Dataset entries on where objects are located
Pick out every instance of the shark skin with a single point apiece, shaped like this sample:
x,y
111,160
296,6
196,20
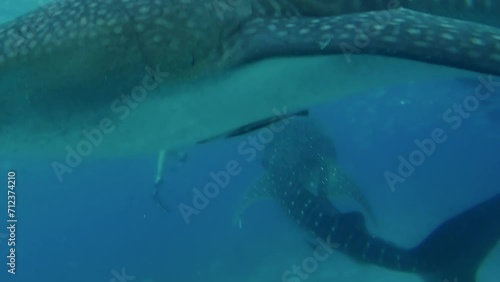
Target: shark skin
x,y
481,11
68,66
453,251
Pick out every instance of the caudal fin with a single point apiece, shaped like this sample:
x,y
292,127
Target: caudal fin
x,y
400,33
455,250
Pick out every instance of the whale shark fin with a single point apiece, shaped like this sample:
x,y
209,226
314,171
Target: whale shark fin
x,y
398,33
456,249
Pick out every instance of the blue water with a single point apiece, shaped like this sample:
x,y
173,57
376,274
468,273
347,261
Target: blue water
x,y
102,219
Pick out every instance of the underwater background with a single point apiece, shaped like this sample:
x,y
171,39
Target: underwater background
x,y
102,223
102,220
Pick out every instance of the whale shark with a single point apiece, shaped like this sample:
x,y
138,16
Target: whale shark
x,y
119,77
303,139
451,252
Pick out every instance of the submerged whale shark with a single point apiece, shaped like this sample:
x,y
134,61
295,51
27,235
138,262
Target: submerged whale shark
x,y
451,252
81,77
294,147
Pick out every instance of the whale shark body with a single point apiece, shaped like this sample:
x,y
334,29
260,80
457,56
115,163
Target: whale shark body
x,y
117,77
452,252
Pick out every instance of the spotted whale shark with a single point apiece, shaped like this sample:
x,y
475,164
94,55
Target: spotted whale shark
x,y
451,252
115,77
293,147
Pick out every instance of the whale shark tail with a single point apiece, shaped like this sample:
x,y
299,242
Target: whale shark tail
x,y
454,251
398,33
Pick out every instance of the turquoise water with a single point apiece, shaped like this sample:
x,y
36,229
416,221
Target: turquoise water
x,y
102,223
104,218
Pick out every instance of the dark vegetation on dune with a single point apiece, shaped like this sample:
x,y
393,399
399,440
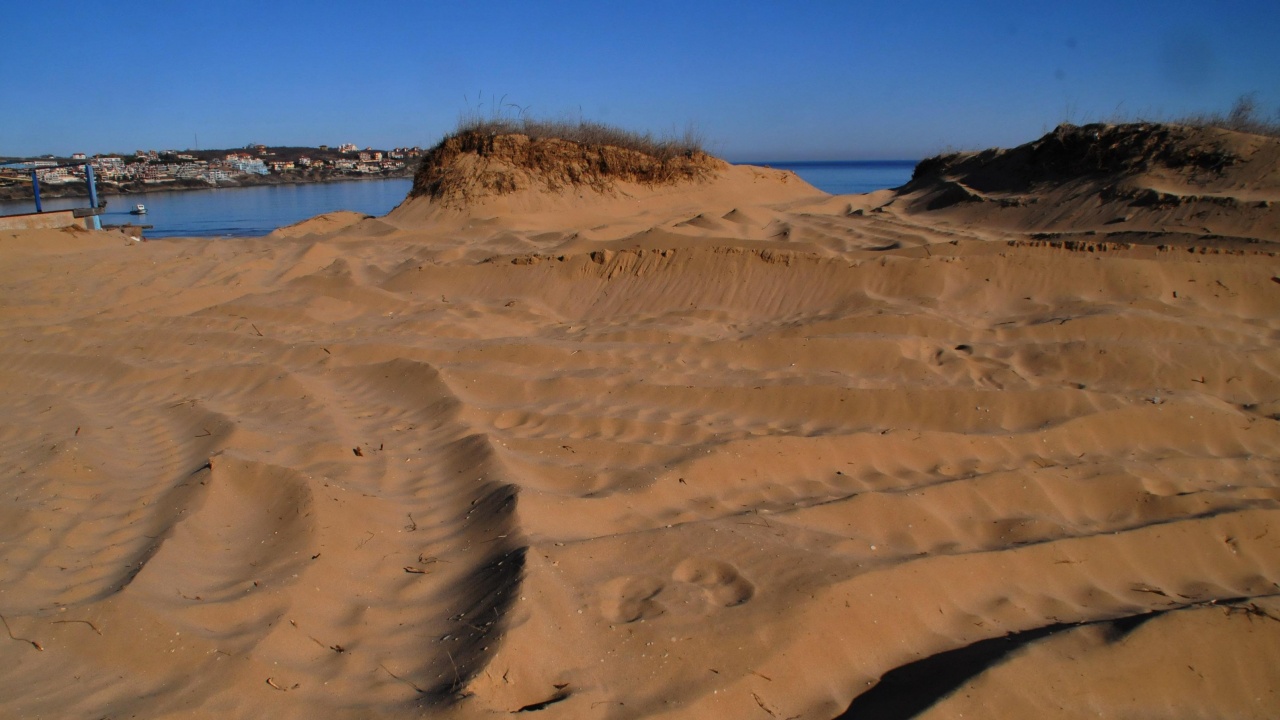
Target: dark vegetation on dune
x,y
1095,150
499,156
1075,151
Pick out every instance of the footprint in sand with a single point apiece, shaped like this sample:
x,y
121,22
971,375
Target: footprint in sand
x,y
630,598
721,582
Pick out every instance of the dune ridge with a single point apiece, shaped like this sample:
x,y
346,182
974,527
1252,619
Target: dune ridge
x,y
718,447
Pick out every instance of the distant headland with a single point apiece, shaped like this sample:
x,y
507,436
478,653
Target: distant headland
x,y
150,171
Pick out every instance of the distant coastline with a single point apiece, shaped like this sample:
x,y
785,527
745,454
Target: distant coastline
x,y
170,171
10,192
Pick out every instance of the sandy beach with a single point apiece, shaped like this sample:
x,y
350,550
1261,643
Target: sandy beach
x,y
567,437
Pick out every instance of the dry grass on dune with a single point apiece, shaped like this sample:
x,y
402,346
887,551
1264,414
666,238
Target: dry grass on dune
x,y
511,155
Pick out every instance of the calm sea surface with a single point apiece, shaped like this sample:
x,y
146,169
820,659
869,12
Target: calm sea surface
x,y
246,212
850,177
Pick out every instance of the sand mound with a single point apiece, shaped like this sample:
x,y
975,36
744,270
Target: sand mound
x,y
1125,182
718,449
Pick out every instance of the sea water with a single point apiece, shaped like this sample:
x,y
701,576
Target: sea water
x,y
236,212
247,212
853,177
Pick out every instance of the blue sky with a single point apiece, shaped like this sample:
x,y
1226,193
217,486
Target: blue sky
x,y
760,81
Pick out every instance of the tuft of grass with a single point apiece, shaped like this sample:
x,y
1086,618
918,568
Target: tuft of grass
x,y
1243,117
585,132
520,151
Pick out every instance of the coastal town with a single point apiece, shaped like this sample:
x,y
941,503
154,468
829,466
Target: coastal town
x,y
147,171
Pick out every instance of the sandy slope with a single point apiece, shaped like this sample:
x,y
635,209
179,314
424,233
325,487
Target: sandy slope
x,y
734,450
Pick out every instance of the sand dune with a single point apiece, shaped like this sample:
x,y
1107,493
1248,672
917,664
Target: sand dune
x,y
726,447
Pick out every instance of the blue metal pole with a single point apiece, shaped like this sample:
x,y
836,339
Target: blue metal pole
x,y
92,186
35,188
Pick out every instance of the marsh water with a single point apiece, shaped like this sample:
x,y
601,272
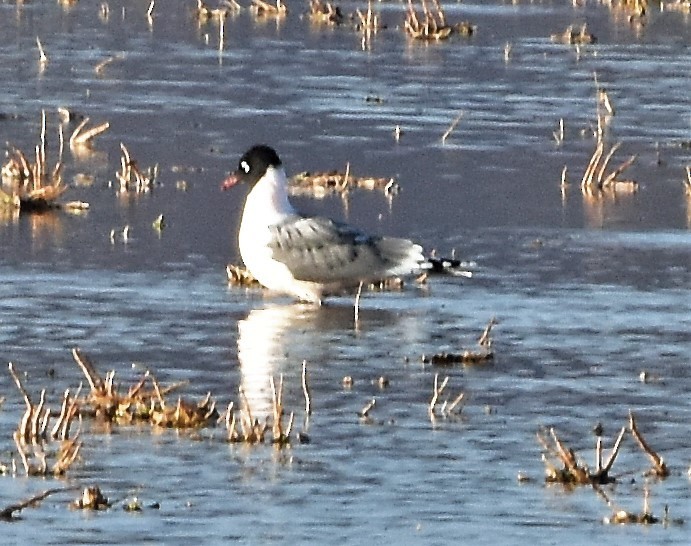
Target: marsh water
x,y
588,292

EXERCISE BRIEF: Rename "coastal town" to "seaside town" in everything from the line containing "Pick out every instance of the sea" down to the end of the entries, and write those lines out again with nothing else changed. Leave the pictures out of your answer.

RESPONSE:
Pick out every instance of the sea water with a single point apiece, shaped like this sample:
x,y
701,576
Target: sea water
x,y
236,212
247,212
853,177
Pick out every instance of the blue sky with a single point apiece, shaped like this sample:
x,y
1226,193
217,486
Target: blue sky
x,y
760,81
Pick out every instance of the tuft of grass with a single point apiece, shaped like this sample:
x,y
1086,618
918,568
Target: tuft of grass
x,y
1243,117
585,132
520,151
Pick out every instance of the seaside town with a single point apiece, shaped like this sample:
x,y
941,503
154,468
829,466
Target: seaside town
x,y
147,171
Pick out every instance of the sandy slope with a single point apiece, shaped like this sample:
x,y
635,209
179,314
424,233
325,487
Target: sandy slope
x,y
734,450
Pick out every instance of the sand dune with a single point apiece, shaped like this sample:
x,y
1107,493
1248,672
917,664
Target: sand dune
x,y
726,447
Pick out every instance of the blue metal pole with a single point apiece, shaped like this sample:
x,y
836,339
Target: blue metal pole
x,y
92,186
35,188
Pick out every instance of the marsh water with a single point apiece, shaped like this sample:
x,y
601,272
Target: marsh water
x,y
588,292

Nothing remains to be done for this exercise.